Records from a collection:
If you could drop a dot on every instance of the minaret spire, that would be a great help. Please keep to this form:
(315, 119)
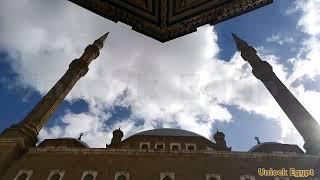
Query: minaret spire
(303, 121)
(30, 126)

▶ **What is asked**:
Duplicate the data above line for line without altering a single character, and omit the pictures.

▶ **Answer to the exercise**:
If you could drop a dot on every instance of the minaret spire, that would be a great help. Please keep to this form:
(315, 119)
Query: minaret spire
(303, 121)
(30, 126)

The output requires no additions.